» **WHAT IS EXPECTED**: Reproduce the corporate bylaws excerpt below in full, word for word.
=== READING TEXT ===
Section 2.09.  Order of Business.  The order of business at all meetings of stockholders shall be as determined by the chairman of the meeting.
 
 
ARTICLE 3
DIRECTORS
 
Section 3.01.  General Powers.  Except as otherwise provided in Delaware Law or the certificate of incorporation, the business and affairs of the Corporation shall be managed by or under the direction of the Board of Directors.
 
Section 3.02.  Number, Election and Term Of Office.   (a) The number of directors which shall constitute the whole Board shall be fixed from time to time by resolution of the Board of Directors.  The directors shall be elected at the annual meeting of the stockholders by written ballot, except as provided in Section 2.02 and Section 3.12 herein, and each director so elected shall hold office until such director’s successor is elected and qualified or until such director’s earlier death, resignation or removal.  Directors need not be stockholders.
 
(b)  Subject to the rights of the holders of any series of preferred stock to elect additional directors under specific circumstances, directors shall be elected by a plurality of the votes of the shares of capital stock of the Corporation present
 
 
 
 

 
 
 
in person or represented by proxy at the meeting and entitled to vote on the election of directors.
 
Section 3.03.  Quorum and Manner of Acting.  Unless the certificate of incorporation or these bylaws require a greater number, a majority of the total number of directors shall constitute a quorum for the transaction of business, and the affirmative vote of a majority of the directors present at a meeting at which a quorum is present shall be the act of the Board of Directors.  When a meeting is adjourned to another time or place (whether or not a quorum is present), notice need not be given of the adjourned meeting if the time and place thereof are announced at the meeting at which the adjournment is taken.  At the adjourned meeting, the Board of Directors may transact any business which might have been transacted at the original meeting.  If a quorum shall not be present at any meeting of the Board of Directors the directors present thereat shall adjourn the meeting, from time to time, without notice other than announcement at the meeting, until a quorum shall be present.
=== SUPPLIED DATA ===
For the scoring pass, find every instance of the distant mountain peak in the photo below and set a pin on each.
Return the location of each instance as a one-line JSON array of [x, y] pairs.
===
» **IN RESPONSE**:
Section 2.09.  Order of Business.  The order of business at all meetings of stockholders shall be as determined by the chairman of the meeting.
 
 
ARTICLE 3
DIRECTORS
 
Section 3.01.  General Powers.  Except as otherwise provided in Delaware Law or the certificate of incorporation, the business and affairs of the Corporation shall be managed by or under the direction of the Board of Directors.
 
Section 3.02.  Number, Election and Term Of Office.   (a) The number of directors which shall constitute the whole Board shall be fixed from time to time by resolution of the Board of Directors.  The directors shall be elected at the annual meeting of the stockholders by written ballot, except as provided in Section 2.02 and Section 3.12 herein, and each director so elected shall hold office until such director’s successor is elected and qualified or until such director’s earlier death, resignation or removal.  Directors need not be stockholders.
 
(b)  Subject to the rights of the holders of any series of preferred stock to elect additional directors under specific circumstances, directors shall be elected by a plurality of the votes of the shares of capital stock of the Corporation present
 
 
 
 

 
 
 
in person or represented by proxy at the meeting and entitled to vote on the election of directors.
 
Section 3.03.  Quorum and Manner of Acting.  Unless the certificate of incorporation or these bylaws require a greater number, a majority of the total number of directors shall constitute a quorum for the transaction of business, and the affirmative vote of a majority of the directors present at a meeting at which a quorum is present shall be the act of the Board of Directors.  When a meeting is adjourned to another time or place (whether or not a quorum is present), notice need not be given of the adjourned meeting if the time and place thereof are announced at the meeting at which the adjournment is taken.  At the adjourned meeting, the Board of Directors may transact any business which might have been transacted at the original meeting.  If a quorum shall not be present at any meeting of the Board of Directors the directors present thereat shall adjourn the meeting, from time to time, without notice other than announcement at the meeting, until a quorum shall be present.